| Article |
Thursday, November 25, 2010


C++ Serialization Anyone?



Today I had one of the most amazing programming experiences that I've ever had, from my entire exciting career. I'm still a bit stunned that this happened. I fully thought what happened was completely impossible till now.

At work, we use a lot of different languages to create our software. It's not odd for us to be working on a project which somehow ends up using a dozen languages. Between server code, client code, databases, communication, mark up, styling, pre-processing, dynamic code generation, and other commonality, it's rather easy actually.

Between all these different programming languages, quite often, we need some sort of data interchange format. There's many to choose from, ranging from something custom to something well known like XML. Using these formats, we can pass data from one segment of our application stack to another. Even when they use two different programming languages. Or to save some data, and load it back up later.

When it comes to these things, soft typed functional languages are generally easier to work with than hard typed. Soft typed languages are very good at building objects from data on the fly, thanks to their ability to not care much about what types they're looking at. Is it a number or a string? Doesn't matter to the soft typed language, as they store it all the same way.

When dealing with database access from hard typed languages, the popular method is to create some sort of catch all or convert to anything type. For some, terms like "QVariant" or "boost::any" are always on their lips. The intent of these and similar constructs is to ease things when dealing with data in an unknown type. Although such constructs generally require building a switch block which needs to check some enumeration method to figure out how to handle the data within the rest of the program. Such code is just downright annoying.

At work some time back, thanks to a lot of the new features C++-201x has been adding, we've been able to build a database access library which can handle data without any of these old kludges. Essentially, database access for us in C++ is now just as easy as it is in PHP (or perhaps even easier!).

Now database communication is great, but there's still the issue of data interchange between two programs, which aren't using a database as an intermediary. Many soft typed or functional languages can have a simple encode() or decode() function, pass it any object, and have a nice string representation of it which can be sent off, or saved to a file for later. C++ and related languages always had the nightmare of needing to iterate manually over every data type, or over a hierarchy to work with something like XML, or similar data formats.

| Required actions |
1: In the C++ serialization post, which two terms are given as examples of catch-all types used with hard typed languages?
2: Please retype the part of the C++ serialization post starting with "At work some" and going on through "perhaps even easier!).".
You won't need the records that come after the C++ serialization post.

Image box annotation records
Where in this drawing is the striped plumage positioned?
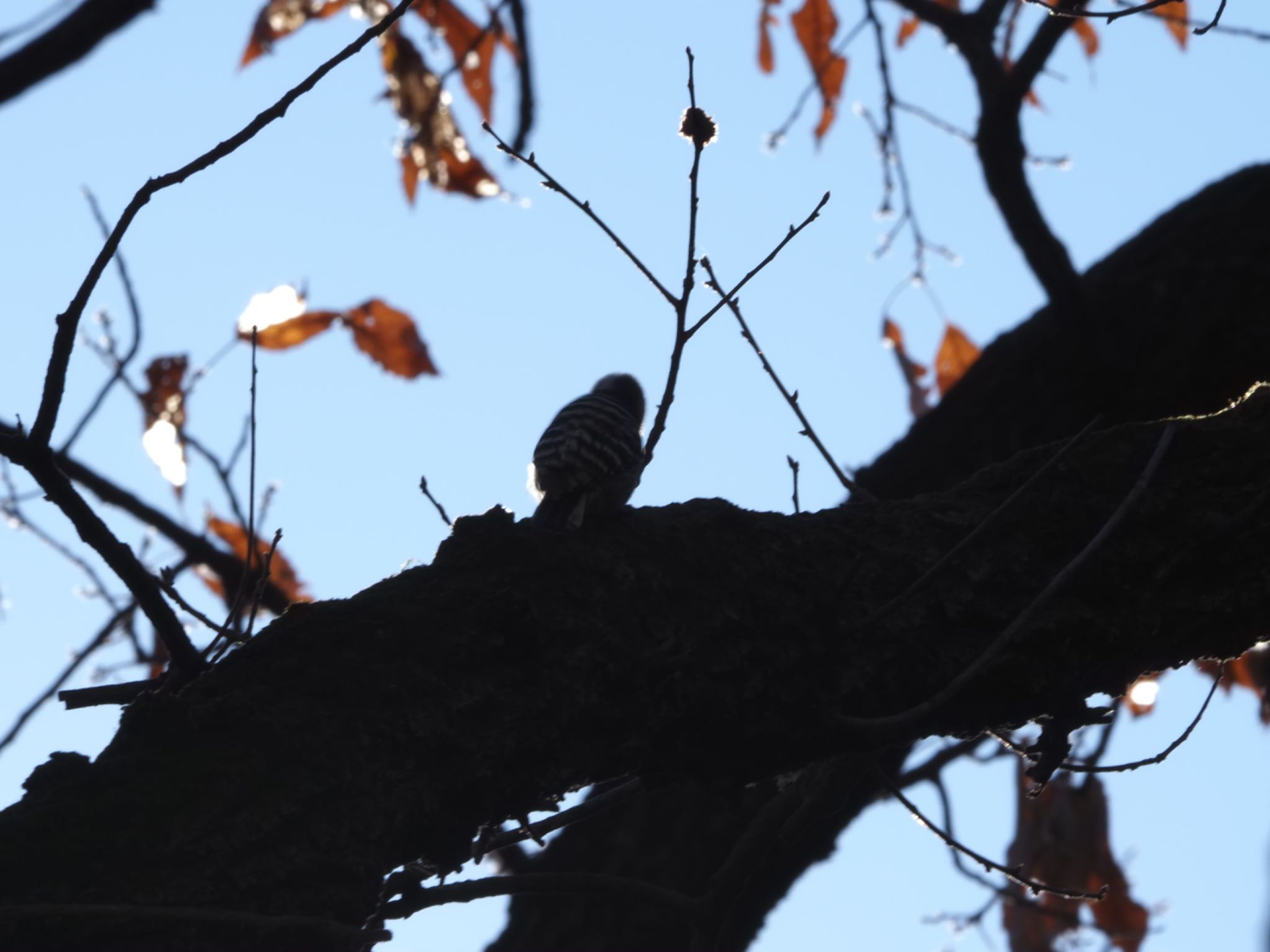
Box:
[533,373,644,529]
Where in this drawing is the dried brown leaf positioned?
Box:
[1003,762,1149,952]
[239,0,349,68]
[935,322,979,396]
[238,311,339,350]
[412,0,505,122]
[758,0,781,73]
[790,0,847,142]
[207,513,313,602]
[344,297,438,377]
[380,29,502,200]
[140,354,189,496]
[881,317,931,419]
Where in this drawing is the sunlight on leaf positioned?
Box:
[138,354,189,496]
[238,284,305,335]
[207,511,313,608]
[380,29,503,201]
[1124,677,1160,717]
[790,0,847,142]
[935,324,979,396]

| Answers to each task |
1: "QVariant" and "boost::any".

2:
At work some time back, thanks to a lot of the new features C++-201x has been adding, we've been able to build a database access library which can handle data without any of these old kludges. Essentially, database access for us in C++ is now just as easy as it is in PHP (or perhaps even easier!).